◆ **PROVIDED INFORMATION**:
* Begin *

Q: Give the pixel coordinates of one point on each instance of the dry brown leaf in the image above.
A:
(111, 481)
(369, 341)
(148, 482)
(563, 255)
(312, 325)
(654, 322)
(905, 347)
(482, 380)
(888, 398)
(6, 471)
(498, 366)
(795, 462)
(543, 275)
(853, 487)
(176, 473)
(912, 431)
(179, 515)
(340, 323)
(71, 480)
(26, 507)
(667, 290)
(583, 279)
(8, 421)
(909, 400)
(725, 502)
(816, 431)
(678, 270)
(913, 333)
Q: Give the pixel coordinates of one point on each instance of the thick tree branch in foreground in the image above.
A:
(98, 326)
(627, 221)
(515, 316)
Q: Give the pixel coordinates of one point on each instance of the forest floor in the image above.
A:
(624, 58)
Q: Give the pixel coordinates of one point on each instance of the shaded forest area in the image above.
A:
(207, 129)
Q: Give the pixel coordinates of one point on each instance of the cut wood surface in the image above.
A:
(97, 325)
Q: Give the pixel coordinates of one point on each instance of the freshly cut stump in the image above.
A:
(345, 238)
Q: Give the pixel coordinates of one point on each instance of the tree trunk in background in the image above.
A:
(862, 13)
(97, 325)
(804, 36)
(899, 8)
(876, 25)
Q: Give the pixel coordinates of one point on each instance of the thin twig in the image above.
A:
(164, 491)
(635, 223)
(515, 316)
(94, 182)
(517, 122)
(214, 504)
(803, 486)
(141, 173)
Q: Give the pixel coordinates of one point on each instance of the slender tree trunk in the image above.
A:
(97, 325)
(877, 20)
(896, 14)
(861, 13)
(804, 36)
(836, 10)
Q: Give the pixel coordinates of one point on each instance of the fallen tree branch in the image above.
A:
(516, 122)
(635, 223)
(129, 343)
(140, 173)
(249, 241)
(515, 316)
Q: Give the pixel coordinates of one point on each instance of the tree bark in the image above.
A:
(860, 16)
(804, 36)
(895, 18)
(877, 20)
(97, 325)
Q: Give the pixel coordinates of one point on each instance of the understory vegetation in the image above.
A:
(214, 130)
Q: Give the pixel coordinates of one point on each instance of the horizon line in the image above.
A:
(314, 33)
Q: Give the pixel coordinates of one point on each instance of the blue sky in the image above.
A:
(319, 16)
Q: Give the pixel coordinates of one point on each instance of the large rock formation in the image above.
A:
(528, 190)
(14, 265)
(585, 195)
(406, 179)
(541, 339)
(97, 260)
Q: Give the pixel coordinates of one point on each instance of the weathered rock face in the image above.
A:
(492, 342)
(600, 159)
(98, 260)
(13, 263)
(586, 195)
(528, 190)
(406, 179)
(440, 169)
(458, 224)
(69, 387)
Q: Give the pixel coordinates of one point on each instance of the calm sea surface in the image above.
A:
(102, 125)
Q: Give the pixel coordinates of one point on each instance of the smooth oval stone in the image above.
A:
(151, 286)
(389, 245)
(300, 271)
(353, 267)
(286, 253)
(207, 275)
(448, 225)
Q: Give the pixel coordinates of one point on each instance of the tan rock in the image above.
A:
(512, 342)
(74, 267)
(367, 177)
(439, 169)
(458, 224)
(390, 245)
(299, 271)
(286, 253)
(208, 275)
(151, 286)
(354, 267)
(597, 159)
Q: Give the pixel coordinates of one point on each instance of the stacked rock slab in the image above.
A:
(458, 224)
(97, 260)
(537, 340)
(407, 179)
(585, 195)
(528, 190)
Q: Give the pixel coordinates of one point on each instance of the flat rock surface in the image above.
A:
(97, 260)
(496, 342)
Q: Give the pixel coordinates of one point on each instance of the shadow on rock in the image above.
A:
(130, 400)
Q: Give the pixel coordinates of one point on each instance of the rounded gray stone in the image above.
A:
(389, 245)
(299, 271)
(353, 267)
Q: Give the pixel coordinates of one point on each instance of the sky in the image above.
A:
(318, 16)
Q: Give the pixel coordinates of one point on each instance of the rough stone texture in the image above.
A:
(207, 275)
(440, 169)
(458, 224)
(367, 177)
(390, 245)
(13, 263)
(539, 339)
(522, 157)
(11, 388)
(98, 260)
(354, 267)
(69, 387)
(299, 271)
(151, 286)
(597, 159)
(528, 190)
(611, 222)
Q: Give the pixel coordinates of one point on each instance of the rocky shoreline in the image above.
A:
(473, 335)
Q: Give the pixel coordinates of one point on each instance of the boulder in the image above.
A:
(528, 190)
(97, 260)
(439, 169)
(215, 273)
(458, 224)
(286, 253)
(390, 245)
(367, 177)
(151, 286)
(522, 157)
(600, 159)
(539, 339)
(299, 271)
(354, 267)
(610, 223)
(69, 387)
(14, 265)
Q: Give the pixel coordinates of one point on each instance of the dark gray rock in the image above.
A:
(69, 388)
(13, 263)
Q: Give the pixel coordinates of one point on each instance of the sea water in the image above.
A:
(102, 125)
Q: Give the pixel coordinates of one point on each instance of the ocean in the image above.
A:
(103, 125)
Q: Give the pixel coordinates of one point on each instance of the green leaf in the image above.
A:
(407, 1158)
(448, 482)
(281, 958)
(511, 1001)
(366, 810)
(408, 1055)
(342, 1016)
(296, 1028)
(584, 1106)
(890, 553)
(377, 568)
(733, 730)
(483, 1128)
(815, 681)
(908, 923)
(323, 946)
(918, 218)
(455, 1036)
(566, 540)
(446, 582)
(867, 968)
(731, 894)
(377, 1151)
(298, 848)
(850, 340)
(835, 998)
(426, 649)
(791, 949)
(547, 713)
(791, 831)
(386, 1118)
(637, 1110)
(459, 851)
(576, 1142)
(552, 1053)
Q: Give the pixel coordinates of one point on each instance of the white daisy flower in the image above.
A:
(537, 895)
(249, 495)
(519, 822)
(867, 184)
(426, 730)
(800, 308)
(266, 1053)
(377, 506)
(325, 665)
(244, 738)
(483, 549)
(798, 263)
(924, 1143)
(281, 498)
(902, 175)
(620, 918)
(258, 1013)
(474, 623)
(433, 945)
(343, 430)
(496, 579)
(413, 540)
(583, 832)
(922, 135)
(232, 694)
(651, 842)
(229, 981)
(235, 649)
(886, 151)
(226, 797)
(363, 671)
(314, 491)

* End *

◆ **TASK DETAILS**:
Reproduce every line of the listing above verbatim, from start to finish.

◆ **THE RESULT**:
Q: Give the pixel coordinates of one point on each instance of the dry brown leaf in the image above.
A:
(111, 481)
(369, 341)
(148, 482)
(563, 255)
(312, 325)
(654, 322)
(905, 347)
(482, 380)
(888, 398)
(6, 471)
(498, 366)
(795, 462)
(543, 275)
(853, 487)
(176, 473)
(912, 431)
(179, 515)
(340, 323)
(71, 480)
(26, 507)
(667, 290)
(583, 279)
(8, 421)
(909, 400)
(725, 502)
(816, 431)
(678, 270)
(913, 333)
Q: Give the pixel coordinates of one point on each instance of the thick tree branch in foreground in the image above.
A:
(98, 326)
(627, 221)
(515, 316)
Q: Give the pixel coordinates of one point on each instance of the forest floor in the image above.
A:
(624, 58)
Q: Give the pixel coordinates of one point on each instance of the shaded forest area in the image above.
A:
(207, 129)
Q: Give the pixel coordinates of one point on each instance of the cut wood surface in the image above.
A:
(97, 325)
Q: Give the pixel coordinates of one point on each instance of the freshly cut stump in the image above.
A:
(345, 238)
Q: Give the pixel coordinates of one point on each instance of the tree trunk in background in the image above.
A:
(862, 13)
(97, 325)
(804, 36)
(899, 8)
(876, 25)
Q: Give the pixel coordinates of one point on each instance of the thin twig in the image above.
A:
(164, 491)
(635, 223)
(515, 316)
(94, 182)
(517, 122)
(214, 504)
(803, 486)
(141, 173)
Q: Give the pixel coordinates of one point on each instance of the slender tree trunk in the image above.
A:
(97, 325)
(877, 20)
(896, 14)
(861, 13)
(804, 36)
(836, 10)
Q: Give the pixel coordinates of one point on each instance of the fallen tree branch in the image above.
A:
(516, 122)
(635, 223)
(129, 343)
(140, 173)
(249, 241)
(515, 316)
Q: Give the pixel coordinates of one point on each instance of the tree bark in the image above.
A:
(860, 16)
(804, 36)
(895, 18)
(877, 20)
(97, 325)
Q: Give the pixel coordinates of one point on each instance of the understory vegetation in the image above.
A:
(214, 130)
Q: Give the pixel coordinates of one point on each instance of the horizon line in the image above.
A:
(314, 33)
Q: Give the pixel coordinates of one point on each instance of the blue sky in the image above.
A:
(319, 16)
Q: Give the pixel coordinates of one point on each instance of the large rock formation in the image above.
A:
(528, 190)
(14, 265)
(585, 195)
(406, 179)
(541, 339)
(97, 260)
Q: Give the pixel coordinates of one point on each instance of the weathered rock face in the image above.
A:
(492, 342)
(600, 159)
(98, 260)
(13, 263)
(586, 195)
(528, 190)
(406, 179)
(440, 169)
(458, 224)
(69, 387)
Q: Give the pixel coordinates of one point on each instance of the calm sea surface in the image above.
A:
(102, 125)
Q: Give the pixel coordinates of one point on each instance of the smooth oval stone in the image above.
A:
(151, 286)
(389, 245)
(300, 271)
(353, 267)
(286, 253)
(207, 275)
(448, 225)
Q: Give the pixel coordinates of one point on each instance of the tan rock in the image above.
A:
(512, 342)
(74, 267)
(367, 177)
(439, 169)
(458, 224)
(390, 245)
(299, 271)
(286, 253)
(208, 275)
(151, 286)
(354, 267)
(597, 159)
Q: Give the pixel coordinates of one point on each instance of the stacked rock slab in the image above.
A:
(458, 224)
(97, 260)
(537, 340)
(407, 179)
(585, 195)
(528, 190)
Q: Give the pixel coordinates of one point on each instance of the flat rock surface in the image above.
A:
(97, 260)
(496, 342)
Q: Give the pixel coordinates of one point on each instance of the shadow on rock in the image above.
A:
(130, 400)
Q: Give the pixel coordinates of one point on each instance of the rounded gray stone in the image above.
A:
(389, 245)
(299, 271)
(353, 267)
Q: Give the pixel coordinates of one point on each instance of the sky in the image above.
A:
(318, 16)
Q: Give the pixel coordinates of one point on each instance of the rough stone texture in the image above.
A:
(207, 275)
(440, 169)
(458, 224)
(367, 177)
(390, 245)
(13, 263)
(539, 339)
(522, 157)
(11, 388)
(98, 260)
(354, 267)
(69, 387)
(299, 271)
(151, 286)
(597, 159)
(528, 190)
(611, 222)
Q: Give the pixel coordinates of one point on each instance of the rocky shoreline in the image above.
A:
(473, 335)
Q: Give the pixel coordinates of one point on each instance of the boulder in the image above.
A:
(528, 190)
(97, 260)
(439, 169)
(215, 273)
(458, 224)
(286, 253)
(390, 245)
(367, 177)
(151, 286)
(522, 157)
(600, 159)
(539, 339)
(299, 271)
(354, 267)
(610, 223)
(69, 387)
(14, 265)
Q: Give the pixel coordinates of one point on each instance of the dark gray rock in the image above.
A:
(69, 388)
(13, 263)
Q: Give the pixel coordinates of one point on each instance of the sea water in the image above.
A:
(102, 125)
Q: Give the pixel coordinates of one point on each instance of the ocean in the image above.
A:
(103, 125)
Q: Give the pixel coordinates of one point on each instance of the green leaf in the image above.
A:
(407, 1158)
(448, 482)
(281, 958)
(511, 1001)
(366, 810)
(408, 1055)
(342, 1016)
(296, 1028)
(584, 1106)
(890, 553)
(377, 568)
(733, 730)
(483, 1128)
(815, 681)
(908, 923)
(323, 946)
(918, 218)
(455, 1036)
(566, 540)
(446, 582)
(867, 968)
(731, 894)
(377, 1151)
(298, 848)
(850, 340)
(835, 998)
(426, 649)
(791, 949)
(547, 713)
(791, 831)
(386, 1118)
(637, 1110)
(459, 851)
(576, 1142)
(552, 1053)
Q: Give the pixel coordinates of one point on each instance of the white daisy flower in the image above.
A:
(537, 895)
(249, 495)
(519, 822)
(867, 184)
(426, 730)
(800, 308)
(266, 1053)
(377, 506)
(325, 665)
(244, 738)
(483, 549)
(798, 263)
(924, 1143)
(281, 498)
(902, 175)
(620, 918)
(258, 1013)
(474, 623)
(433, 945)
(343, 430)
(496, 579)
(413, 540)
(583, 832)
(922, 135)
(232, 694)
(651, 842)
(229, 981)
(235, 649)
(886, 151)
(226, 797)
(363, 671)
(314, 491)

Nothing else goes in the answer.